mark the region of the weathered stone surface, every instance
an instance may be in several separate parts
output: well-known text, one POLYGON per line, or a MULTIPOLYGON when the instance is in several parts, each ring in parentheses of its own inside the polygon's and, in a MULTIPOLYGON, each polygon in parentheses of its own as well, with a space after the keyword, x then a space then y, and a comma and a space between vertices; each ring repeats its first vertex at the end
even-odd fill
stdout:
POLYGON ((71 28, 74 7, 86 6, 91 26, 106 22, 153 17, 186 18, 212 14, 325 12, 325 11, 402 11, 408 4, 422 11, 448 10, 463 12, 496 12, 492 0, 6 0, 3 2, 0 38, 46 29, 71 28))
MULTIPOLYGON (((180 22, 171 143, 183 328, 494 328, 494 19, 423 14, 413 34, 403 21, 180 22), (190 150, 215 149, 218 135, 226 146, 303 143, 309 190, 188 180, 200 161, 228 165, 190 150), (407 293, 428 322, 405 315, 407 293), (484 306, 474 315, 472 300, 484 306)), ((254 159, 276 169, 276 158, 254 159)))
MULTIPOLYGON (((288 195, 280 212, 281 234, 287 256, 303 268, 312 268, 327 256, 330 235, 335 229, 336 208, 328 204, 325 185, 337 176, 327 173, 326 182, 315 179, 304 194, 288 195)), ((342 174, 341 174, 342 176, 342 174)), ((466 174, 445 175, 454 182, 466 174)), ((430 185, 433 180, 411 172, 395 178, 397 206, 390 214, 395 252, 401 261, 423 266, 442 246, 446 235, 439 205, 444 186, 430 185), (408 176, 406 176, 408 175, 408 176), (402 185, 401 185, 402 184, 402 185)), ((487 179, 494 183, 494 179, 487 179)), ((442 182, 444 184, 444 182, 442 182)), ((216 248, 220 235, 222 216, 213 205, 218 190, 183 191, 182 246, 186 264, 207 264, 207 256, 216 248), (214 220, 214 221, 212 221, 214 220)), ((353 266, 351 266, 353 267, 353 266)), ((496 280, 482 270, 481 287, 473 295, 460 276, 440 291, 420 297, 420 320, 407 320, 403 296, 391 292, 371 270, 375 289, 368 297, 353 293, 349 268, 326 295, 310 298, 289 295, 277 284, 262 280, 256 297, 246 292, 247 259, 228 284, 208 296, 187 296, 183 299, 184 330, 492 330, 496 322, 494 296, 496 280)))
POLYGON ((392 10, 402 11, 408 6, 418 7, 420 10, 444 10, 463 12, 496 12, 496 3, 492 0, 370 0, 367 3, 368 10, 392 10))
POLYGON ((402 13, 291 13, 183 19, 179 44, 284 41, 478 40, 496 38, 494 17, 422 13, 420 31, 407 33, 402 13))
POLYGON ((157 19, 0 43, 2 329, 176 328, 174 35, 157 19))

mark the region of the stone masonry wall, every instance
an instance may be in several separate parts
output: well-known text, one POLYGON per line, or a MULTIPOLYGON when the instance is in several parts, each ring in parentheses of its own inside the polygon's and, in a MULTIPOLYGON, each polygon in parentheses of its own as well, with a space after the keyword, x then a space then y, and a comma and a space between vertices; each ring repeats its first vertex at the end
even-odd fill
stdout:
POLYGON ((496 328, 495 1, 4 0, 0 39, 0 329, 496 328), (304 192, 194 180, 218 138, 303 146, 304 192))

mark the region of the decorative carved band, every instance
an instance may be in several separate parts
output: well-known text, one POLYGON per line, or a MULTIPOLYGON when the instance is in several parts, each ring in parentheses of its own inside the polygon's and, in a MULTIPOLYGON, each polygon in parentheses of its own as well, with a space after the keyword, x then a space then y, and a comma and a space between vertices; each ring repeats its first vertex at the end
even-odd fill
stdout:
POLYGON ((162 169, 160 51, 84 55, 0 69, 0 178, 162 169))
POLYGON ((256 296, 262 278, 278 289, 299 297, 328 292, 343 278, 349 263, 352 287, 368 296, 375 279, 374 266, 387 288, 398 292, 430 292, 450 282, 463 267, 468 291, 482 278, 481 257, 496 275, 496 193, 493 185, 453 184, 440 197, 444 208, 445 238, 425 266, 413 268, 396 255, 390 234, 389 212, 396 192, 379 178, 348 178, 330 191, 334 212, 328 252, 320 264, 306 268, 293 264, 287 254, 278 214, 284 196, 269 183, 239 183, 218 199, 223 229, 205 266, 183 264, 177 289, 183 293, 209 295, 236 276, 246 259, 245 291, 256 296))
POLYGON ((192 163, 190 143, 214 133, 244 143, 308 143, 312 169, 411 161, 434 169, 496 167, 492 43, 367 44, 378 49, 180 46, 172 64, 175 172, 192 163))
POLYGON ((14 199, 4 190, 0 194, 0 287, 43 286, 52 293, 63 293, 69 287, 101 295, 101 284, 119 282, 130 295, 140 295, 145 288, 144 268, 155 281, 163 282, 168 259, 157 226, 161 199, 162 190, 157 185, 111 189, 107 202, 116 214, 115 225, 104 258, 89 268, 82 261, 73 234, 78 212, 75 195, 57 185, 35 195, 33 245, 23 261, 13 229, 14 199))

» **Task to carry out**: Can you copy out all of the data above line for line, character for character?

» **Answer for the task**:
mark the region of the weathered stone surface, every instance
an instance may be in several separate parts
output: well-known text, one POLYGON per line, or a MULTIPOLYGON when the instance is in several parts, each ring in parentheses of its own inside the polygon's and, in a MULTIPOLYGON, each polygon in parentheses of its own as well, with a space after the keyword, x then a space then y, and a comma and a space between vertices; each ring repeats its first vertex at the end
even-odd fill
stdout:
POLYGON ((71 28, 74 7, 86 6, 91 26, 106 22, 153 17, 186 18, 212 14, 325 12, 325 11, 402 11, 408 4, 422 11, 448 10, 463 12, 496 12, 492 0, 6 0, 3 2, 0 38, 46 29, 71 28))
MULTIPOLYGON (((180 22, 171 143, 183 328, 494 328, 494 19, 423 14, 413 34, 403 21, 180 22), (190 150, 215 149, 218 135, 226 146, 303 143, 309 190, 188 180, 200 161, 228 165, 190 150), (407 293, 428 322, 405 315, 407 293), (484 306, 474 315, 472 300, 484 306)), ((254 159, 276 169, 276 158, 254 159)))
MULTIPOLYGON (((288 195, 280 212, 281 234, 287 256, 303 268, 312 268, 327 256, 330 235, 335 229, 336 208, 328 204, 325 185, 337 176, 327 173, 326 182, 315 179, 304 194, 288 195)), ((342 174, 341 174, 342 176, 342 174)), ((466 174, 445 175, 454 182, 466 174)), ((430 185, 433 180, 411 172, 395 178, 397 206, 390 214, 395 252, 401 261, 423 266, 442 246, 446 235, 439 205, 444 186, 430 185), (408 176, 406 176, 408 175, 408 176), (402 185, 401 185, 402 184, 402 185)), ((487 179, 494 183, 494 179, 487 179)), ((442 182, 444 184, 444 182, 442 182)), ((216 248, 220 235, 222 216, 213 205, 218 190, 183 191, 182 246, 186 264, 207 264, 207 256, 216 248), (214 220, 214 221, 212 221, 214 220)), ((353 266, 351 266, 353 267, 353 266)), ((496 280, 482 270, 481 287, 473 295, 460 276, 440 291, 420 297, 420 320, 407 320, 403 296, 391 292, 371 270, 375 289, 368 297, 353 293, 349 268, 326 295, 310 298, 289 295, 277 284, 262 280, 256 297, 246 292, 247 259, 228 284, 208 296, 187 296, 183 299, 184 330, 492 330, 496 322, 494 296, 496 280)))
POLYGON ((392 10, 402 11, 408 6, 418 7, 420 10, 444 10, 463 12, 496 12, 496 3, 492 0, 370 0, 367 3, 368 10, 392 10))
POLYGON ((402 13, 291 13, 183 19, 179 44, 284 41, 478 40, 496 38, 494 17, 422 13, 420 31, 407 33, 402 13))
POLYGON ((157 19, 0 43, 2 329, 176 328, 174 35, 157 19))

mark the region of the stone masonry wall, every instance
an instance may be in several separate parts
output: well-known text, one POLYGON per line, or a MULTIPOLYGON when the instance is in several parts, each ring in parentheses of its own inside the polygon's and, in a MULTIPOLYGON, each polygon in parentheses of its own as well, with a space after the keyword, x then a space then y, and a comma and a space between vertices; each ring repeats its first vertex at the end
even-odd fill
stdout:
POLYGON ((496 328, 495 1, 4 0, 0 39, 0 329, 496 328), (304 192, 194 180, 218 138, 303 146, 304 192))

mark the region of the decorative carved band, every instance
an instance may be in several separate parts
output: well-known text, one POLYGON per line, or a MULTIPOLYGON when the instance is in several parts, each ring in parentheses of its own inside the polygon's and, in a MULTIPOLYGON, each polygon in parentheses of its own as well, with a space after the keyword, x then a space then y, and a comma and a space between vertices; each ring repeats its first vertex at the end
even-odd fill
stdout:
POLYGON ((162 169, 160 51, 84 55, 0 69, 0 178, 162 169))
POLYGON ((256 296, 262 278, 278 289, 299 297, 328 292, 343 278, 349 263, 352 287, 368 296, 375 279, 374 266, 387 288, 398 292, 430 292, 450 282, 463 267, 468 291, 482 278, 481 257, 496 275, 496 193, 493 185, 453 184, 440 197, 444 208, 445 238, 425 266, 413 268, 396 255, 390 234, 389 212, 396 192, 379 178, 348 178, 330 191, 334 212, 328 252, 320 264, 306 268, 293 264, 287 254, 278 214, 284 196, 269 183, 239 183, 218 199, 223 229, 205 266, 183 264, 177 289, 183 293, 209 295, 236 276, 246 259, 245 291, 256 296))
POLYGON ((192 163, 190 143, 214 133, 244 143, 308 143, 312 169, 411 161, 434 169, 496 167, 492 43, 367 44, 378 49, 180 46, 172 64, 175 172, 192 163))
POLYGON ((14 199, 4 190, 0 194, 0 287, 43 286, 52 293, 63 293, 69 287, 101 295, 101 284, 119 282, 130 295, 140 295, 145 288, 144 268, 155 281, 163 282, 168 259, 157 226, 161 199, 162 190, 157 185, 111 189, 107 202, 116 214, 115 225, 104 258, 89 268, 82 261, 73 234, 78 212, 75 195, 57 185, 35 195, 33 245, 23 261, 13 229, 14 199))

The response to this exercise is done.